Gather every line of the entries below that contains the word "background", and list those lines in the order they appear.

RECORD EXCERPTS:
____

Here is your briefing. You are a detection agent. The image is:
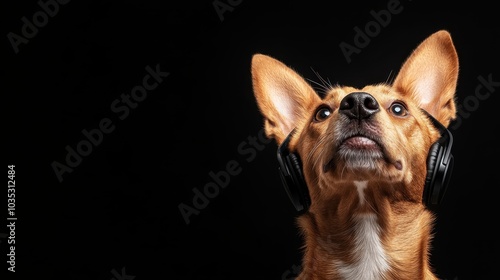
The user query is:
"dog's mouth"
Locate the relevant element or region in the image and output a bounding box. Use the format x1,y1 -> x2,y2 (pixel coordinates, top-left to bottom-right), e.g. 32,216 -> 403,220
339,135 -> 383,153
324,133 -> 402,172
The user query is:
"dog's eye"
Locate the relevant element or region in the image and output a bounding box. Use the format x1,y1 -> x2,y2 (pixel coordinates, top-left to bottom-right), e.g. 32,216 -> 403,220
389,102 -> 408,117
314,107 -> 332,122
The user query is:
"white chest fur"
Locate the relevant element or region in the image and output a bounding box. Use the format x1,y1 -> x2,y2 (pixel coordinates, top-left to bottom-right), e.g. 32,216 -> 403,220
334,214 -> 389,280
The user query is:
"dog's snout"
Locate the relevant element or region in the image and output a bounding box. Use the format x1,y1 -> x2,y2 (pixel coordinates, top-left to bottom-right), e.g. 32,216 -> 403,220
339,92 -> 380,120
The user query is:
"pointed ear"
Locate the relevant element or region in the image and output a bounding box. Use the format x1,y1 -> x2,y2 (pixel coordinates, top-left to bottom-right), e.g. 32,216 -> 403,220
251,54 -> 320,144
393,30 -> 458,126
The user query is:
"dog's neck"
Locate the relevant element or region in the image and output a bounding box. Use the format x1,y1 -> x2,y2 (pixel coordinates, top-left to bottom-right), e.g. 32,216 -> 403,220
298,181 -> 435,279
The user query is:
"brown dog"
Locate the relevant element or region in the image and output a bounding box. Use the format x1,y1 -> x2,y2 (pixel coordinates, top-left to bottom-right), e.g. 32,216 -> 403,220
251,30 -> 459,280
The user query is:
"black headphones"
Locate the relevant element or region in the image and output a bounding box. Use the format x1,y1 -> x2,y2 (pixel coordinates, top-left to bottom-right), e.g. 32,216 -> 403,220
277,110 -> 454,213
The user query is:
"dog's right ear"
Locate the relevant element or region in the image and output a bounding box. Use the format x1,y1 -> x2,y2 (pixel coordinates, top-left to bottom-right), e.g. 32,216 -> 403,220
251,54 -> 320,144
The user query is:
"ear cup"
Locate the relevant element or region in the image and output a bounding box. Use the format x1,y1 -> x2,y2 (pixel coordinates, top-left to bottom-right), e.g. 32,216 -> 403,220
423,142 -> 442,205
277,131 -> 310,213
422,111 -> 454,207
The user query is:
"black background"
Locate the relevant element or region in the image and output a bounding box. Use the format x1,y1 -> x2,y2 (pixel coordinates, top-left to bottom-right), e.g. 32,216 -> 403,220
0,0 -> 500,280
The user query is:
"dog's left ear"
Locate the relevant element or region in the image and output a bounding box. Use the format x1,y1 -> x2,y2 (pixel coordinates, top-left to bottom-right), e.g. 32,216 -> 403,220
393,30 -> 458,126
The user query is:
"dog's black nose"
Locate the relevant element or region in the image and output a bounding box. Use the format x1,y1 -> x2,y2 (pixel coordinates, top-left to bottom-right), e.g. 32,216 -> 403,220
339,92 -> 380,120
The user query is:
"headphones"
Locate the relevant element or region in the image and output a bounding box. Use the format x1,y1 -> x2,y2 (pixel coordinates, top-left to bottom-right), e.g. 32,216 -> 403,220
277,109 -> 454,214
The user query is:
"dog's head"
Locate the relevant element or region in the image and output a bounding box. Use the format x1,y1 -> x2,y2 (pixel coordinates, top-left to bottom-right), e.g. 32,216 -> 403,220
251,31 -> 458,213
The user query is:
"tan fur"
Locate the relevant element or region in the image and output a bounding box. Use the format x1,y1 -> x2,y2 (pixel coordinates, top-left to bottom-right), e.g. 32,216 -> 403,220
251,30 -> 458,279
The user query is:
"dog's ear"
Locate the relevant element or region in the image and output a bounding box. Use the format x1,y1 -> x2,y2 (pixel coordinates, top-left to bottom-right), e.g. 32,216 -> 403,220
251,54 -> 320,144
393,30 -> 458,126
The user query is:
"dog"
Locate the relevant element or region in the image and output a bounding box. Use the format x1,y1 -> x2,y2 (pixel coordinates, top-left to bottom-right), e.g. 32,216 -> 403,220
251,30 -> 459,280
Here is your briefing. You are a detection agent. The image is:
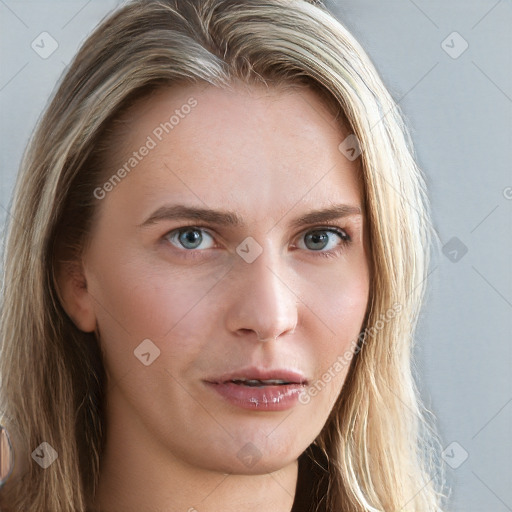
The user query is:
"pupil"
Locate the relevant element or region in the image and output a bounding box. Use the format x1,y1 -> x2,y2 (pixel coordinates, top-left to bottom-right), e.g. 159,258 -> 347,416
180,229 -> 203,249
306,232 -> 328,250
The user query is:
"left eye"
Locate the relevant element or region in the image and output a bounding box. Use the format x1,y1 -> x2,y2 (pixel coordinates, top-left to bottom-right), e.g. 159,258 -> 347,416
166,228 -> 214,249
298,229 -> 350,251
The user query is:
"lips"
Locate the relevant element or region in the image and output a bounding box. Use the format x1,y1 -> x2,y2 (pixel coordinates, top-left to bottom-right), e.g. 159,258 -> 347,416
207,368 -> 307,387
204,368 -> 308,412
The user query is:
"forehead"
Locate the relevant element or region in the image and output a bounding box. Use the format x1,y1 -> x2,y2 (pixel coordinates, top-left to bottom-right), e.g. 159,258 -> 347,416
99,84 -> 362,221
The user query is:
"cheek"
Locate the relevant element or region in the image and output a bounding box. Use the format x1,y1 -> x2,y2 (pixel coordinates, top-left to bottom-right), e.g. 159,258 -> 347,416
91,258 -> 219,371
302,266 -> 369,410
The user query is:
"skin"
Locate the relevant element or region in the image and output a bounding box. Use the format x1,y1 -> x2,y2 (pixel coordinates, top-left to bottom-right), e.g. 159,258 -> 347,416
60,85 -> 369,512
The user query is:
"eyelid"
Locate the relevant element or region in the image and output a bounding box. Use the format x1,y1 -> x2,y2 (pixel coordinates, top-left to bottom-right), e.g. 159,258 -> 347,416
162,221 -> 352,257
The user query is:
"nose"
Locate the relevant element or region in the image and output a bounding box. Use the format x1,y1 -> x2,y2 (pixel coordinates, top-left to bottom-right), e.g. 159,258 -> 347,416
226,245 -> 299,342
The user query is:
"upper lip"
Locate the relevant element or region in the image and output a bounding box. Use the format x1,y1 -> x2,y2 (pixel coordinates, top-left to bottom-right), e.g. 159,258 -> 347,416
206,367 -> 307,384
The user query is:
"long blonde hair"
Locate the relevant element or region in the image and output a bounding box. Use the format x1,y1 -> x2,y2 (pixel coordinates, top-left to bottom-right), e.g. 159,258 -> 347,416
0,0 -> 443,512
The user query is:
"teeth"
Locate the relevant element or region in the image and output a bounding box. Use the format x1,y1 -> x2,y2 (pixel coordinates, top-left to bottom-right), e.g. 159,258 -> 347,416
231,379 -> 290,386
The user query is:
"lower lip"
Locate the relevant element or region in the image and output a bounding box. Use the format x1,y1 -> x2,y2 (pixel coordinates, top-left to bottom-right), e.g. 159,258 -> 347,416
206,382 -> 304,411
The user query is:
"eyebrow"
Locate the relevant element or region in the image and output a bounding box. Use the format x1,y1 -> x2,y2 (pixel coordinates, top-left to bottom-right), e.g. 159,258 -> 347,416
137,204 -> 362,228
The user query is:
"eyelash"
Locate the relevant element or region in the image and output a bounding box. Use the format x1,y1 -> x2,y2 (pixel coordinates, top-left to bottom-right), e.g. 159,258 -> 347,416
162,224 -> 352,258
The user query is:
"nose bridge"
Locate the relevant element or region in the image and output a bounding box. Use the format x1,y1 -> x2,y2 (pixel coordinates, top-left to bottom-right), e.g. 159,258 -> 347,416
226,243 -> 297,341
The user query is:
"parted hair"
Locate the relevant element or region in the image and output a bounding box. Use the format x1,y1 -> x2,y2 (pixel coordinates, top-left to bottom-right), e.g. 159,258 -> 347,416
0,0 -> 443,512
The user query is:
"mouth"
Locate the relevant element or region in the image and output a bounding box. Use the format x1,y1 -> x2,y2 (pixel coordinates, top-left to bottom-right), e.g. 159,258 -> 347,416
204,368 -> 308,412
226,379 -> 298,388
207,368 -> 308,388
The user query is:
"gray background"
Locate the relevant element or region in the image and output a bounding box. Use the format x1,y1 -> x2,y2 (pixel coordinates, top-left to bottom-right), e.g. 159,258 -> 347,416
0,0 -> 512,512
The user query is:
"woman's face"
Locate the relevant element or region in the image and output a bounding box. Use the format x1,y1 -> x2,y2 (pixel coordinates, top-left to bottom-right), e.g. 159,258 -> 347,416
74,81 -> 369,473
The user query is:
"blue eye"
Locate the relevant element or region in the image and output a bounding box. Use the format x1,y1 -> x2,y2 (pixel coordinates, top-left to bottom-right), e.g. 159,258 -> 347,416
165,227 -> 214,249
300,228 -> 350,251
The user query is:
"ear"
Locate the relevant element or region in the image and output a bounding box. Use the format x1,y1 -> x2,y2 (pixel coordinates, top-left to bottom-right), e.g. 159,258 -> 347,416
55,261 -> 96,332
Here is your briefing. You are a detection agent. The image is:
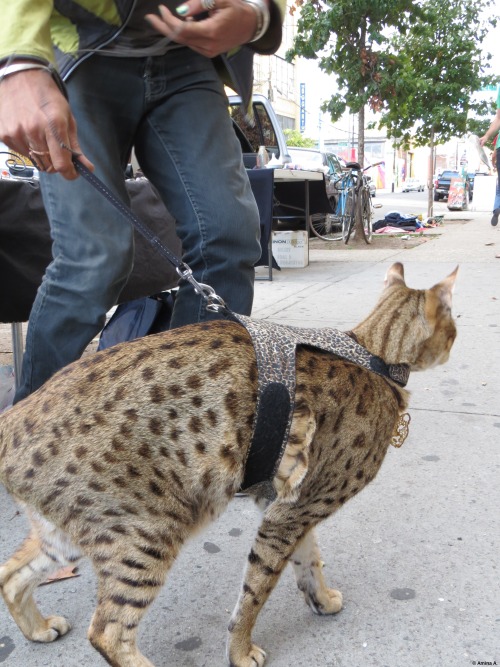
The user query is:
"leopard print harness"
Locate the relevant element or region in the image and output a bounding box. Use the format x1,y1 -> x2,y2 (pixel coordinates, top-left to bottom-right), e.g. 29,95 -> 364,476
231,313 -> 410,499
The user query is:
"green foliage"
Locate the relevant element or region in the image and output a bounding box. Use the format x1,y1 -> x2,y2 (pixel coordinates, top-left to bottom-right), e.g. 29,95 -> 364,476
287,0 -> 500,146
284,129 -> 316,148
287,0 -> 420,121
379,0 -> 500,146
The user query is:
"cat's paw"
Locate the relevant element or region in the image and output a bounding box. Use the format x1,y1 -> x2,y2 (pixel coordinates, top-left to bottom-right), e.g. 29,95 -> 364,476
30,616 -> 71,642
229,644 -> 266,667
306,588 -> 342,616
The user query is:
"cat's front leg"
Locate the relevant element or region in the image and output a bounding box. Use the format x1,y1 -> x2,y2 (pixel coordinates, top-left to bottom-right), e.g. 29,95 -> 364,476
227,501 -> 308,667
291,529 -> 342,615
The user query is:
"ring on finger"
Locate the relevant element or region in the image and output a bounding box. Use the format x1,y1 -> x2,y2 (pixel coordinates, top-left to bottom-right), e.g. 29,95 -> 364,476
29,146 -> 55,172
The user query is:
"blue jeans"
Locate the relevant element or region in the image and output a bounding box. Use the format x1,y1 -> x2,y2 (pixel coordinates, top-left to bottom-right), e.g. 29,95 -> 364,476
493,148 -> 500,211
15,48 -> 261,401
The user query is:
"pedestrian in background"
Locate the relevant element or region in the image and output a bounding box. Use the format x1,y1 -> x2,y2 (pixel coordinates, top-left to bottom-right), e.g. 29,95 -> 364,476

____

RESPONSE BELOW:
"black background"
"gray background"
"pedestrian in background"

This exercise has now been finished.